- PROBLEM STATEMENT -
Identify every line in the listing below that contains the word "flower", and copy each such line in full.

**********

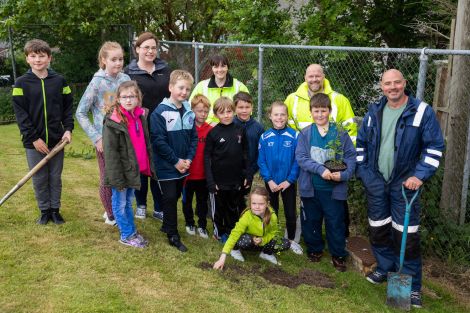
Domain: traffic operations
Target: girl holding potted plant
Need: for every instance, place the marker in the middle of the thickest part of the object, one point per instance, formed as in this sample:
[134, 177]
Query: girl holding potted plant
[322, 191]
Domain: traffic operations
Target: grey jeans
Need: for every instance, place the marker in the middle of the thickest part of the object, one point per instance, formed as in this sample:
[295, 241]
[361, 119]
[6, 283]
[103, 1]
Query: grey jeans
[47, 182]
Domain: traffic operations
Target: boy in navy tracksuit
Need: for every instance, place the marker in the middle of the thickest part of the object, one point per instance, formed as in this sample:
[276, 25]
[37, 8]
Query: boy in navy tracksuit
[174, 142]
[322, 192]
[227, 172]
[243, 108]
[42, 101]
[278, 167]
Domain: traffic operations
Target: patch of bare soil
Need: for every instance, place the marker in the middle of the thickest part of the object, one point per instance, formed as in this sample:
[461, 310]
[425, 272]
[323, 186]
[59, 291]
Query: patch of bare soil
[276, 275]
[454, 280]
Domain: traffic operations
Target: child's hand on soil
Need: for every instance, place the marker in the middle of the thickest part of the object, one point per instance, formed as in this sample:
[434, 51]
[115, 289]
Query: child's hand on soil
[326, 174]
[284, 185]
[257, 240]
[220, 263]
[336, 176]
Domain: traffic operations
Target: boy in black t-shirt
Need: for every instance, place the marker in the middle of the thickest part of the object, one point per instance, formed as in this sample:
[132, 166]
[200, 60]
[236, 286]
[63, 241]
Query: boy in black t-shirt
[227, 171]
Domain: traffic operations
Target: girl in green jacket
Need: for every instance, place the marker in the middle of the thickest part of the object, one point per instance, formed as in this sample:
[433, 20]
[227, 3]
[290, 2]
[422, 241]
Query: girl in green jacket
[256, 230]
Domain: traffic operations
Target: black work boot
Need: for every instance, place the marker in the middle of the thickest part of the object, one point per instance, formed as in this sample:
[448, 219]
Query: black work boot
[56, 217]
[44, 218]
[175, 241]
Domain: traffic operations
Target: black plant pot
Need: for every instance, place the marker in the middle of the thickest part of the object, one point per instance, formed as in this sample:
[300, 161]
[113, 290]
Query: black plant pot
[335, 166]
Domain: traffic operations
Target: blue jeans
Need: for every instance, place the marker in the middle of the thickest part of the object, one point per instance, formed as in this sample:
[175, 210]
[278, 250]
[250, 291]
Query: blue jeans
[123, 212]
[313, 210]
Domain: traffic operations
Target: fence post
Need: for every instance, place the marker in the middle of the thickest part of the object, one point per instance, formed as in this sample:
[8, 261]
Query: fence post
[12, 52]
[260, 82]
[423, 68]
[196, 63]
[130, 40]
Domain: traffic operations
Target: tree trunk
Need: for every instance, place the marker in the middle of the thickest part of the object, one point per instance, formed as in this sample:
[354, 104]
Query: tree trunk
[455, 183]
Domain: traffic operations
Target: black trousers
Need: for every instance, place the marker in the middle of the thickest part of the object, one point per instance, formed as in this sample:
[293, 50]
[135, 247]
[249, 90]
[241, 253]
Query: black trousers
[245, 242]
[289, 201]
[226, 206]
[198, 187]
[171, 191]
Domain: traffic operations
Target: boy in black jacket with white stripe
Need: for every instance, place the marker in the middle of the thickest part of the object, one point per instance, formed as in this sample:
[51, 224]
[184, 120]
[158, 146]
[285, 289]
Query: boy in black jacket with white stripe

**********

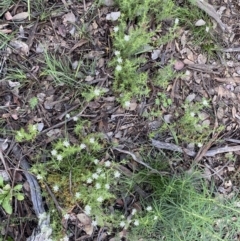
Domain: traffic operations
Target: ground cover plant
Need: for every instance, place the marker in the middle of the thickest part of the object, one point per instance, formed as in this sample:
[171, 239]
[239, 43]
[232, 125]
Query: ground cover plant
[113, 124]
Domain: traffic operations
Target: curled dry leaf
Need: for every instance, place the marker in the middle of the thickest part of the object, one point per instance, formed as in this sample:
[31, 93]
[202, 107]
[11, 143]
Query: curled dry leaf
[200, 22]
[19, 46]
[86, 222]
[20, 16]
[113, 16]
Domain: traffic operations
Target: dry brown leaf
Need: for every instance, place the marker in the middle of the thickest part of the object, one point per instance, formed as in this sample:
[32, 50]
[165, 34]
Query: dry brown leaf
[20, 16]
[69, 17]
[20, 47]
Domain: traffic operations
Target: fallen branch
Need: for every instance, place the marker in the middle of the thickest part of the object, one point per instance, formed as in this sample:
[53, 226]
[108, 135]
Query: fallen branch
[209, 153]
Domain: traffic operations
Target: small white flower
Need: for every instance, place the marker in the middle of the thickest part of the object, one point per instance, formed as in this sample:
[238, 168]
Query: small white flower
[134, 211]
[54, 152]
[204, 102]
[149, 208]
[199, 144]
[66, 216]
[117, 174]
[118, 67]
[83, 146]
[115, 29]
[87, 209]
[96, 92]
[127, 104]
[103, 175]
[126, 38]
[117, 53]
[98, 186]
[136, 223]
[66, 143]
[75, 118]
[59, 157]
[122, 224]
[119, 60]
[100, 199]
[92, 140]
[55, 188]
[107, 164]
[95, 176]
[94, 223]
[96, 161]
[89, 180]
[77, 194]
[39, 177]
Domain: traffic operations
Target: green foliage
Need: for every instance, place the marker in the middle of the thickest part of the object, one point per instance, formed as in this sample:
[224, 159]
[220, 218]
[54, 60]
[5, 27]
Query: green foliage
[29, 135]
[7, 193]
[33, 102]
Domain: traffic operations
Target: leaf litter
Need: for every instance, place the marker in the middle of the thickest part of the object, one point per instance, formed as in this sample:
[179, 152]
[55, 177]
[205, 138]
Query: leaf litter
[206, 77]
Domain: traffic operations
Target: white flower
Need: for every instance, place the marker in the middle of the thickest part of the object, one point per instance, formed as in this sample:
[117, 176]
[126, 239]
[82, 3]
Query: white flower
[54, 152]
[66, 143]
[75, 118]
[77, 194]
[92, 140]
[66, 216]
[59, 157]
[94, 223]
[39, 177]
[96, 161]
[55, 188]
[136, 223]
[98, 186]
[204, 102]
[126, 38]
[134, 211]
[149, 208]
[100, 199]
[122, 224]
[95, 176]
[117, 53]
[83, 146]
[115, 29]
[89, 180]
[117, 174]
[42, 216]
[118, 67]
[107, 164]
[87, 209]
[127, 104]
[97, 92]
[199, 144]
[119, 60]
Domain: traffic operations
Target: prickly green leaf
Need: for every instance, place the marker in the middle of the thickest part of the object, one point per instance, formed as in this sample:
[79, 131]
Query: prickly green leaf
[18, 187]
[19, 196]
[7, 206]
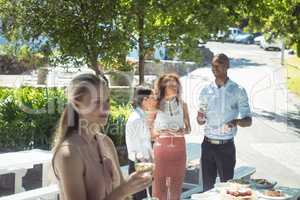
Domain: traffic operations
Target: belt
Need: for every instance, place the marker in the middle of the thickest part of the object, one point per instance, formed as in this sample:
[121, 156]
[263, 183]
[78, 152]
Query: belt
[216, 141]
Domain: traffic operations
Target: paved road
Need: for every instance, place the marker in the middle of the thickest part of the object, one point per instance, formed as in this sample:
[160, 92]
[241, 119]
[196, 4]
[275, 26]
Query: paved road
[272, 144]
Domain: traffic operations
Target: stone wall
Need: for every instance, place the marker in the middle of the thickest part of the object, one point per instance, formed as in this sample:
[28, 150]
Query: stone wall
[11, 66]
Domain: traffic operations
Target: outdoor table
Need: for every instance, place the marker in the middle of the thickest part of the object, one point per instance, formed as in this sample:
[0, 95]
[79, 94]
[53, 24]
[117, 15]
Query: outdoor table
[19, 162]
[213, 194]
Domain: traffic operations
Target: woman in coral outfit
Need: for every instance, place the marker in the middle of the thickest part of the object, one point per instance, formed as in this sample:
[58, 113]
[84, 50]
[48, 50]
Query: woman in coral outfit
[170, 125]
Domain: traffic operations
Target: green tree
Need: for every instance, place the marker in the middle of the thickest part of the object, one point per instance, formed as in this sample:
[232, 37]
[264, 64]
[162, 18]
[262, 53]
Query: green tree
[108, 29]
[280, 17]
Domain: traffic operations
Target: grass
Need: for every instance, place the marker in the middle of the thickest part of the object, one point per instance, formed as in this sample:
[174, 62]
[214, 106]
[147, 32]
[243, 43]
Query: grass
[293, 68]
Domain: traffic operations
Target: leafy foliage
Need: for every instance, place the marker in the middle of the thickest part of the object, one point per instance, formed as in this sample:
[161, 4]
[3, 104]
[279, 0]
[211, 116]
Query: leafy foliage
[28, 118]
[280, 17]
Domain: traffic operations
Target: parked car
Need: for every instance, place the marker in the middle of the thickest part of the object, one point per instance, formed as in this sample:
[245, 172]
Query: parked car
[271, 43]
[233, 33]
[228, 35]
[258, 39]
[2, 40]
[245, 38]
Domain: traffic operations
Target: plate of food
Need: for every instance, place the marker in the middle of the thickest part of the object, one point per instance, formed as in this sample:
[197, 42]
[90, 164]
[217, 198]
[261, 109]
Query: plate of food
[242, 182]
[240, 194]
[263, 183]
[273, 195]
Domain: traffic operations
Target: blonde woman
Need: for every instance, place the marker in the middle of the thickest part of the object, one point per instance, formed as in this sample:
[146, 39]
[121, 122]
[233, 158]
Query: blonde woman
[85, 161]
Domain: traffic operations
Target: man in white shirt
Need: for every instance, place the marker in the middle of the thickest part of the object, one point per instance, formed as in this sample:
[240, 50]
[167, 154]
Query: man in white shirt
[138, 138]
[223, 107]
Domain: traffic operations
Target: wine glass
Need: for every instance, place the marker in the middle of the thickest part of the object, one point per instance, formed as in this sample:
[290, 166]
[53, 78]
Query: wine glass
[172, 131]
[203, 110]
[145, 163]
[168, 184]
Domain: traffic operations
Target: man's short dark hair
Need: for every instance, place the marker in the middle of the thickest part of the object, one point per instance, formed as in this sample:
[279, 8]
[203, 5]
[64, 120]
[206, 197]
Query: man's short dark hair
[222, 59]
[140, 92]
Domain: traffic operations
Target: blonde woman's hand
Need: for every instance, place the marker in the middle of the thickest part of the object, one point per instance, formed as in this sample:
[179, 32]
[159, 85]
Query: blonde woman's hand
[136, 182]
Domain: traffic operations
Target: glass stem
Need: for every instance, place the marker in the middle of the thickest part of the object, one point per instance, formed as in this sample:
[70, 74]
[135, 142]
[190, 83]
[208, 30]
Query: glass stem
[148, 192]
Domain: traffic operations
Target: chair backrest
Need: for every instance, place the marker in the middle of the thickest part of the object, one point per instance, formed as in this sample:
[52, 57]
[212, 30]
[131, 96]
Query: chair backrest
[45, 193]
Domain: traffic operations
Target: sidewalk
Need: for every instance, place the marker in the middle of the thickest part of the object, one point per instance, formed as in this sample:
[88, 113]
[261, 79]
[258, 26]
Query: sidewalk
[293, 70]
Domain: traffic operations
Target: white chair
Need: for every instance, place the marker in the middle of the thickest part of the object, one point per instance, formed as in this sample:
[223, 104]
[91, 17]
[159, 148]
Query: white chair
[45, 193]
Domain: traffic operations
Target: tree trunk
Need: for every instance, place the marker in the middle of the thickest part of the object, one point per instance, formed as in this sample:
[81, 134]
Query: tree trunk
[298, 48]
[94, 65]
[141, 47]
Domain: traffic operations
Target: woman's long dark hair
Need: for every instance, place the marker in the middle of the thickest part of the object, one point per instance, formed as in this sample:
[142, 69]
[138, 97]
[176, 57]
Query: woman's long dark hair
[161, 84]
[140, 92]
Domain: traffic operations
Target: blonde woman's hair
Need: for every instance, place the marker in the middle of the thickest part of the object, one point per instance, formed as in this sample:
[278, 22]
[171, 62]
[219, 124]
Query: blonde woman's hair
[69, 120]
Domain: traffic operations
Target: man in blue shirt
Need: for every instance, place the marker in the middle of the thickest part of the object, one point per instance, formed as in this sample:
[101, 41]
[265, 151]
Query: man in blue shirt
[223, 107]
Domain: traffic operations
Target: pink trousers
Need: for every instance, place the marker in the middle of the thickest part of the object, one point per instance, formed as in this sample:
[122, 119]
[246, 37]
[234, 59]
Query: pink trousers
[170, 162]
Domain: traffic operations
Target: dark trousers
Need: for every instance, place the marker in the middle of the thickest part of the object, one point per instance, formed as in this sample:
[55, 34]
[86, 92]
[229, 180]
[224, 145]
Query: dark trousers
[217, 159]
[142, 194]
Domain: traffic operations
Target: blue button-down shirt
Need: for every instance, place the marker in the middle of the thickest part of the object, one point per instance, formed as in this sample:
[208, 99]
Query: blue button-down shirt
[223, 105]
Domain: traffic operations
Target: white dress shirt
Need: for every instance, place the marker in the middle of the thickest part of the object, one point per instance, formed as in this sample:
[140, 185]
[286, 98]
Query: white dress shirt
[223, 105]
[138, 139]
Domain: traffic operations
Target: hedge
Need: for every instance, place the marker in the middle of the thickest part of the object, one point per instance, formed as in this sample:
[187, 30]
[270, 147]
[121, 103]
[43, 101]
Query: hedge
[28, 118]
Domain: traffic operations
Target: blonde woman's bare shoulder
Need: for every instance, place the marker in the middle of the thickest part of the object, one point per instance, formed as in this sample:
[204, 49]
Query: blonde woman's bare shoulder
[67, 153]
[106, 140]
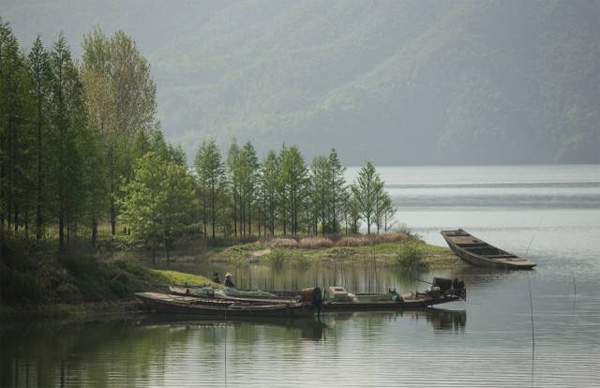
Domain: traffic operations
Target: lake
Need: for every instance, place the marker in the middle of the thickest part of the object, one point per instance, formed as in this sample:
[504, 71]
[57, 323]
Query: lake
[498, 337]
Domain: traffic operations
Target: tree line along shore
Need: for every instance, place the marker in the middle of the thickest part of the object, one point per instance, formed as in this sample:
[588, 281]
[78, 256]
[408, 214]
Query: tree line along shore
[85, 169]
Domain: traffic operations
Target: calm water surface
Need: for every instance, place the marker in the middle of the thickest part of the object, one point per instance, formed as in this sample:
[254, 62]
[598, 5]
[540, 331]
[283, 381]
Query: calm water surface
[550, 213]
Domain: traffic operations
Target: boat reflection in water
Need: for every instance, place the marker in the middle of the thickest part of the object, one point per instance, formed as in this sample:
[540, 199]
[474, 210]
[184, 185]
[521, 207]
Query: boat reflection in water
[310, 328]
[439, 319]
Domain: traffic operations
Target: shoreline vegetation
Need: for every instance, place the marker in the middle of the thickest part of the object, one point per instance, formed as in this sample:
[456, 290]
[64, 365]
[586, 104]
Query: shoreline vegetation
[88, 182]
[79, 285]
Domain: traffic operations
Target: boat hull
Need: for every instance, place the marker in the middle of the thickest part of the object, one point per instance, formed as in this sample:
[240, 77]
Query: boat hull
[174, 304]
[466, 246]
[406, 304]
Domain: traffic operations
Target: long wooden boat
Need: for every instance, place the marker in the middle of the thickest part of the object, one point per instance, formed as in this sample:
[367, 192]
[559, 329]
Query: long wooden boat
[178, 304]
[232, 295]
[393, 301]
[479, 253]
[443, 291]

**********

- RESPONSE -
Target: small white flower
Query: small white flower
Target: white flower
Query: white flower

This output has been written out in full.